_Exercise aim_
Set down word for word the lines that begin the entries and run through the line containing "protest sign with a marker in this photo?". Give nothing further.

_Data provided_
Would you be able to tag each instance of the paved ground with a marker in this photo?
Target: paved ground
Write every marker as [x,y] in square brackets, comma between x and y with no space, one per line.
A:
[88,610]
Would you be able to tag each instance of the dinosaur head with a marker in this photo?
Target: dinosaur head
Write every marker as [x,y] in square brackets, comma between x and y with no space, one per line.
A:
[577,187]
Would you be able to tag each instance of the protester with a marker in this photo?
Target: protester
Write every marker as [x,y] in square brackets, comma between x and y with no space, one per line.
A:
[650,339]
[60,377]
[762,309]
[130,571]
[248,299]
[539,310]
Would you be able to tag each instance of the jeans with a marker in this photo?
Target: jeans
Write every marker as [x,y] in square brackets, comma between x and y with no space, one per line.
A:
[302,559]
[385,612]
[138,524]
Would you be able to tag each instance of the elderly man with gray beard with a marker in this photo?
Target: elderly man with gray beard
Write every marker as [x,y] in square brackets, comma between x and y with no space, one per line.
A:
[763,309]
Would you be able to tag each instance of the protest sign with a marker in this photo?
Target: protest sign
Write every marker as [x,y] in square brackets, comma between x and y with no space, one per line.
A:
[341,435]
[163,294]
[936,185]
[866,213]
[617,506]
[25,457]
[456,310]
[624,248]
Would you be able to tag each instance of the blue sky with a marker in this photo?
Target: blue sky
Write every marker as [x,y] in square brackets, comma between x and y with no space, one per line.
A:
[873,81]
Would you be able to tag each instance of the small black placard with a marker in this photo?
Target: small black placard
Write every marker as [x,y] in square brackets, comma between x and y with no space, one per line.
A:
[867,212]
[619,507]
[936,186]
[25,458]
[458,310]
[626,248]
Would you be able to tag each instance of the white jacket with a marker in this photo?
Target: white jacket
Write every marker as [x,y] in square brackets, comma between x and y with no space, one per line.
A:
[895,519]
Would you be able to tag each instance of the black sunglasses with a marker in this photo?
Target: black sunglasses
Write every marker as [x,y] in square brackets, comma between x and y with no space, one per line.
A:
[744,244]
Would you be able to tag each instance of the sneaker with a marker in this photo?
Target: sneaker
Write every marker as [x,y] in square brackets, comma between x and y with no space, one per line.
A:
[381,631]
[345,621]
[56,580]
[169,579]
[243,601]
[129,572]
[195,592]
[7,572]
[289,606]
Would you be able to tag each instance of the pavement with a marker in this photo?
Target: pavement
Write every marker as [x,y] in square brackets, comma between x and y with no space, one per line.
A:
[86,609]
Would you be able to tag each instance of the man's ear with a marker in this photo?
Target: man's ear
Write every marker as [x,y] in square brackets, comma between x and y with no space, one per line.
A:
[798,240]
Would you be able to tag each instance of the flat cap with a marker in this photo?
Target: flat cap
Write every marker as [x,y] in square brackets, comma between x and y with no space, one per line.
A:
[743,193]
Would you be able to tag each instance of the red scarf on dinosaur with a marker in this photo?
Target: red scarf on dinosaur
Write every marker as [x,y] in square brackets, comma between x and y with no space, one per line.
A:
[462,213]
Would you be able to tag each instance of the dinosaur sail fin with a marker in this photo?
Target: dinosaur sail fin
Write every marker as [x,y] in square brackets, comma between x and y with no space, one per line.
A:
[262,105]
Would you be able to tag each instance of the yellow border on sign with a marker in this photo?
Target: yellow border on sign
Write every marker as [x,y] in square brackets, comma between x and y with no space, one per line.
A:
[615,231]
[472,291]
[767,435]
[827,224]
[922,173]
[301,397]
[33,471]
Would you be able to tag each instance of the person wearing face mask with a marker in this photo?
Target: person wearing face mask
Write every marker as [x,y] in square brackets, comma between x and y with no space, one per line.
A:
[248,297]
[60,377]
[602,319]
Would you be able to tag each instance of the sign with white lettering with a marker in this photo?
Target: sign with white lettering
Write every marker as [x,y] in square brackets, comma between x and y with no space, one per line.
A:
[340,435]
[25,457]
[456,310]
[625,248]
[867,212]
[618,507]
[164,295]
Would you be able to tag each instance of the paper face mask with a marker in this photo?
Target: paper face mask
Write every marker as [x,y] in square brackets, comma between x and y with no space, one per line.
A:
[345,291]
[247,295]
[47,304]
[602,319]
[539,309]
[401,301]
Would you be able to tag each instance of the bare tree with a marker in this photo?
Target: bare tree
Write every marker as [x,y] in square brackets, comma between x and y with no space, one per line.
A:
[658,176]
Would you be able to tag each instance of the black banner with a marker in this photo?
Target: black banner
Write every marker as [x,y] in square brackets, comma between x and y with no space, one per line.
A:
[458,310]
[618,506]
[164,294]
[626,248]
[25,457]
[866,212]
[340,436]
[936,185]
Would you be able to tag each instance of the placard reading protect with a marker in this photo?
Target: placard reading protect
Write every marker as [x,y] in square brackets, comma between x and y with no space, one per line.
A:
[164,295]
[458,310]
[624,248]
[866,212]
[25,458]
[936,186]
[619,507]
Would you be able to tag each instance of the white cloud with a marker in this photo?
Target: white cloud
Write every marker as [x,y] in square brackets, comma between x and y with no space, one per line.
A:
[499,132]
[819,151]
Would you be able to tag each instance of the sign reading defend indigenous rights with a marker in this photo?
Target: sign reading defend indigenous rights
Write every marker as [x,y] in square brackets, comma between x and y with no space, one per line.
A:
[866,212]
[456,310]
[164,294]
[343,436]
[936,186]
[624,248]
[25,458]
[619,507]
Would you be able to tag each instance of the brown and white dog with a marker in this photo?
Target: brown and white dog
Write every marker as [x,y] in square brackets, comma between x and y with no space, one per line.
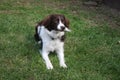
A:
[50,32]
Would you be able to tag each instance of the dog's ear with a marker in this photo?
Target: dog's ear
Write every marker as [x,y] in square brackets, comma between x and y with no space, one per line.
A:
[47,22]
[67,22]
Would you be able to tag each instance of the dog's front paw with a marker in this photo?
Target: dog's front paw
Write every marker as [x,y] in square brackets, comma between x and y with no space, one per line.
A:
[63,65]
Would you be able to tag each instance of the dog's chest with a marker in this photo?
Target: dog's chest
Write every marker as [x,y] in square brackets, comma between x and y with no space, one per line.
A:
[53,45]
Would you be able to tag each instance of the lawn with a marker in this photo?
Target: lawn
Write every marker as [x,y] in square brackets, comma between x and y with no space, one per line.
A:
[92,48]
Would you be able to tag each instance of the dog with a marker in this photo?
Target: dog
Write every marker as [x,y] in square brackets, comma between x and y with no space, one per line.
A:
[50,33]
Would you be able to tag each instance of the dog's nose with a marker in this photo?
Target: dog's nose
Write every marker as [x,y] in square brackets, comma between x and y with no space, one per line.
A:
[62,27]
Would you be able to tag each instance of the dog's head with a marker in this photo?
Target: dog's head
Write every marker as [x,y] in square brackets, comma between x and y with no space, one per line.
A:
[56,22]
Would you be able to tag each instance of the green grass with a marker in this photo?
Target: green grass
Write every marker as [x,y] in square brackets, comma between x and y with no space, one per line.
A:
[92,51]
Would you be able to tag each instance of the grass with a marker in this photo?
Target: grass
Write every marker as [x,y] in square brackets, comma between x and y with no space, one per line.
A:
[92,49]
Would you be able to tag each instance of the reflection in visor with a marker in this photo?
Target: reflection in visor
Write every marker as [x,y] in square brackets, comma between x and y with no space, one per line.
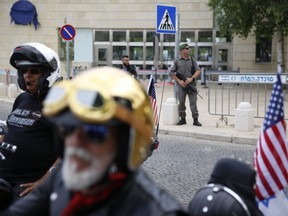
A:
[90,99]
[55,94]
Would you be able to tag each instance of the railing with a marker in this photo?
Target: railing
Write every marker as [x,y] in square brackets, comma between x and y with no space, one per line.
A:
[226,91]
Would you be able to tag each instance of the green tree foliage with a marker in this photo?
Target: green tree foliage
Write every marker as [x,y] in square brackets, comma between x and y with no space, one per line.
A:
[265,18]
[258,17]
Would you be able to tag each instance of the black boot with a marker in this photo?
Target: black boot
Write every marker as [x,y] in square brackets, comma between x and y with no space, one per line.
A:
[182,121]
[196,122]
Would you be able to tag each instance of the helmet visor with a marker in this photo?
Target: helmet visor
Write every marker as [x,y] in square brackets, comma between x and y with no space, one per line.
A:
[72,103]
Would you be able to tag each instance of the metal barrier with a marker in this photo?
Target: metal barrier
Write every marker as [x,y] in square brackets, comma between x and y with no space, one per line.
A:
[225,94]
[158,75]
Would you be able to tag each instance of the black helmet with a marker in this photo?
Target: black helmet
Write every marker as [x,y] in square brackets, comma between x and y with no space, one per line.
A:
[217,200]
[36,55]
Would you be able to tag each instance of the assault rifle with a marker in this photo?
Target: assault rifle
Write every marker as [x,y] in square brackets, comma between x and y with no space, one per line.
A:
[181,77]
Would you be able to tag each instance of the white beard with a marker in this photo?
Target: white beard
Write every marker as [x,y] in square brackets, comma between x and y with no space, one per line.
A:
[80,180]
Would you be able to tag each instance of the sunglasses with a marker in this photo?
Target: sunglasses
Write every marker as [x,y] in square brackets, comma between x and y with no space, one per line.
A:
[31,70]
[94,133]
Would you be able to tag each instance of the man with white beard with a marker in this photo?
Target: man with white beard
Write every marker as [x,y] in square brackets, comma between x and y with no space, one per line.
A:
[106,121]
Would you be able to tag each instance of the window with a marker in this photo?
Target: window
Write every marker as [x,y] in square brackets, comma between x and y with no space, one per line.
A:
[222,38]
[119,36]
[101,36]
[204,53]
[149,54]
[136,53]
[150,36]
[102,54]
[187,36]
[263,49]
[136,36]
[118,52]
[205,36]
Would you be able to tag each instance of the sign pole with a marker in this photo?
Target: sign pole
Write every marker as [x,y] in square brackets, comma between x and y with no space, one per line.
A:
[68,59]
[68,33]
[176,51]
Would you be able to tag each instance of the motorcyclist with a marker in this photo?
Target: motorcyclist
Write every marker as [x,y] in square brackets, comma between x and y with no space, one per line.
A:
[38,68]
[106,120]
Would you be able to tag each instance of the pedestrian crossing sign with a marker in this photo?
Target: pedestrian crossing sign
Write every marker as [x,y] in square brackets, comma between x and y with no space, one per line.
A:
[166,19]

_Expected output_
Would you be able to tag each instance of the paved ground with a marker in this photo?
Target: paved ground
Write every marker as [x,y] in square brackets, comma between x and y with no space, one per line.
A:
[88,610]
Would you be able to tag each instance of the dinosaur head with a marker in this photo?
Target: dinosaur head
Write every marker as [x,y] in square brackets, comma between x and y with no space, one per line.
A:
[577,187]
Would you be able to tag each instance of the protester with a marker in this photo?
Target: protester
Write every marker as [x,y] in square brackets, comma between x and y with no space, one per line.
A:
[650,339]
[60,377]
[762,309]
[130,571]
[248,299]
[539,310]
Would you be able to tag each instance of the jeans with a marker in this photo?
Target: jeans
Write every marker as [x,y] in square brackets, comma between x and y with no space, one per line.
A:
[302,559]
[385,612]
[138,524]
Would you be able to tag each instance of the elderly man with gray beard with a marker in this photo?
Target: elderly man with gray beard
Write every marker as [x,y] in square brackets, comma between x and y with no space, one per line.
A:
[763,309]
Would you be able to tag each instance of the protest sign with a marker in this photo?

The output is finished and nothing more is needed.